REQUIRED WORK: Repeat word for word the passage of the piece below on recruiting Pacific Islanders into the Australian Defence Force, from "Regional security and" up to and including "Government’s strategic planning.".

DOCUMENT:
— start —

Regional security and Pacific partnerships: recruiting Pacific Islanders into the Australian Defence Force
The security and stability of the South Pacific and Australia are deeply intertwined. Australian Government policies have for more than a decade consistently prioritised the Pacific for international engagement, including in defence, development and diplomacy. The Australian Government’s ‘Pacific Step-up’, first announced in 2016, delivered a heightened level of effort by Canberra in the region, as did Australia’s strong support for the Pacific Islands Forum’s Boe Declaration. The Albanese government’s increased policy focus on the region, and on a coordinated whole-of-government approach to the Pacific, demonstrates the centrality of our immediate region to the Australian Government’s strategic planning.
Australia’s 2023 Defence Strategic Review (DSR) outlined the need for innovative and bold approaches to recruitment and retention in the Australian Defence Force (ADF), which is seeking to grow by 30% by 2040 but is not yet hitting existing recruitment targets. Budget figures released for 2023 show that ADF personnel numbers dropped by more than 1,300, or more than 2% of the total force. The Budget projections for 2024 to 2026 indicate that the government requires more than 6,000 additional personnel—in addition to replacing those lost through attrition in the next three years—to meet stated growth requirements. In the context of a competitive recruitment environment in Australia, especially for skilled labour, that trend indicates that the Defence organisation will struggle to meet forecast requirements using existing recruitment options and will need to seek alternatives. This challenge of competition for talent and to retain skilled workers is not limited to defence nor Australia. It is an economy wide issue, and global.
As a result, there has been an ‘on-again, off-again’ public debate about whether the Australian Government should consider the recruitment of foreigners into the ADF, with a specific focus on Pacific islanders. Obviously, such an initiative could help the ADF’s recruitment numbers, but, importantly, it could open up economic, skills and training opportunities for Pacific islanders. It could also provide a powerful cultural and practical engagement opportunity for the ADF, while also providing Australia with avenues to help shape the region’s security environment in positive and culturally relevant ways. Such recruitment—especially if it involves bilateral agreements between governments—would also put Pacific Island governments in a unique position to inform Australia’s security assessments and contribute to shared outcomes. Those outcomes could include enhanced regional interoperability, especially for humanitarian assistance and disaster relief (HADR) and supporting combined stability operations, and stronger two-way cultural and social engagement, bolstering familiarity and understanding between the ADF and Pacific Island countries (PICs). There are, of course, arguments against such recruitment. For example, the recruitment of Pacific islanders to fight for Australia could be viewed by some as ‘colonialist’ in a region understandably sensitive to that history. But this concern could be addressed through PICs retaining agency through bilateral arrangements. In addition, any scheme seeking to relocate workers to Australia could be seen as taking skills from a much smaller nation, and risking brain and skills drains. We look at these, and other, considerations in this report.

— end —

STORED DATA:
— start —

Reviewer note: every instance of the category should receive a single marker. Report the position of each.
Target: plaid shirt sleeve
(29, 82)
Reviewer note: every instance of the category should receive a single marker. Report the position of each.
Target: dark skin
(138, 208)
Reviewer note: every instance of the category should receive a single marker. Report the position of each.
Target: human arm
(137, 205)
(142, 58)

— end —
— start —

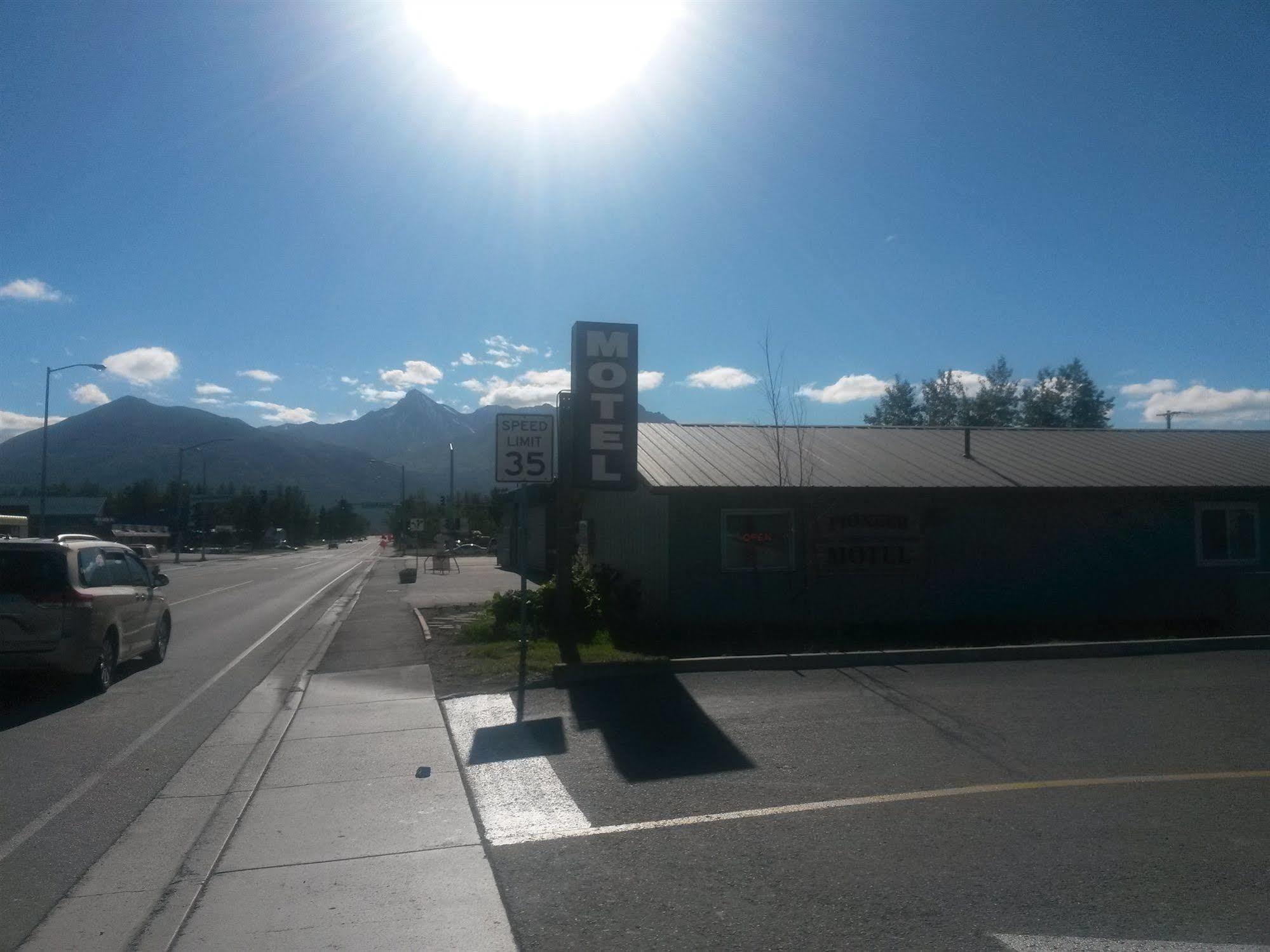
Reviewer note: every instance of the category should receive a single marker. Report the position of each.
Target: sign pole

— end —
— start —

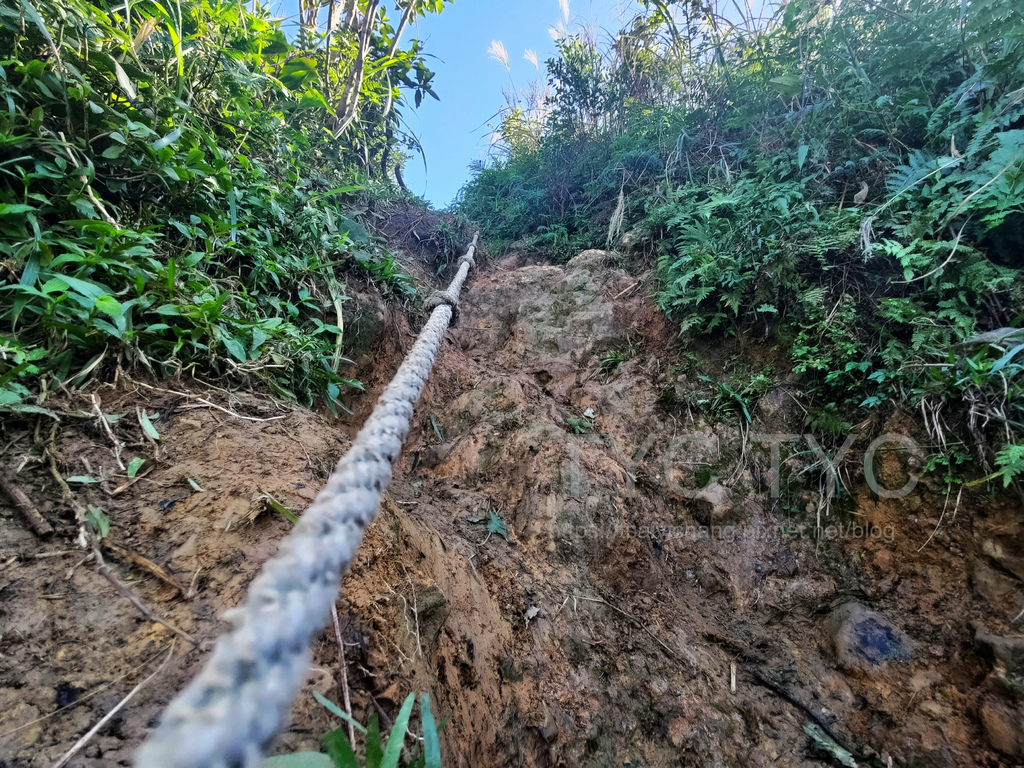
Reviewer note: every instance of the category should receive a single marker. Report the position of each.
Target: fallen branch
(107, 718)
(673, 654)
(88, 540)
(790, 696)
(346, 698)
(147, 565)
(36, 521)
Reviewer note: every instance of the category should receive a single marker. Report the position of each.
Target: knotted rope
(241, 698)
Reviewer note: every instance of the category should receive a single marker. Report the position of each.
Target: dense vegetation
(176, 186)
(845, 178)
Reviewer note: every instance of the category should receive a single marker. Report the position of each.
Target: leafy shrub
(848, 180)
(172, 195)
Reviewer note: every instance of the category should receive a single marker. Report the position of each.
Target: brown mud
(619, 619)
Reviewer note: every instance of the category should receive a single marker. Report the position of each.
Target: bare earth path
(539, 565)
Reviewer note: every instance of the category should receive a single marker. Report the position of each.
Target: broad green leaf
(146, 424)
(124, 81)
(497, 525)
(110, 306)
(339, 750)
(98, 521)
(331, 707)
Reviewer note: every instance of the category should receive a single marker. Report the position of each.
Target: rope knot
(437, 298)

— end —

EXERCISE ANSWER:
Regional security and Pacific partnerships: recruiting Pacific Islanders into the Australian Defence Force
The security and stability of the South Pacific and Australia are deeply intertwined. Australian Government policies have for more than a decade consistently prioritised the Pacific for international engagement, including in defence, development and diplomacy. The Australian Government’s ‘Pacific Step-up’, first announced in 2016, delivered a heightened level of effort by Canberra in the region, as did Australia’s strong support for the Pacific Islands Forum’s Boe Declaration. The Albanese government’s increased policy focus on the region, and on a coordinated whole-of-government approach to the Pacific, demonstrates the centrality of our immediate region to the Australian Government’s strategic planning.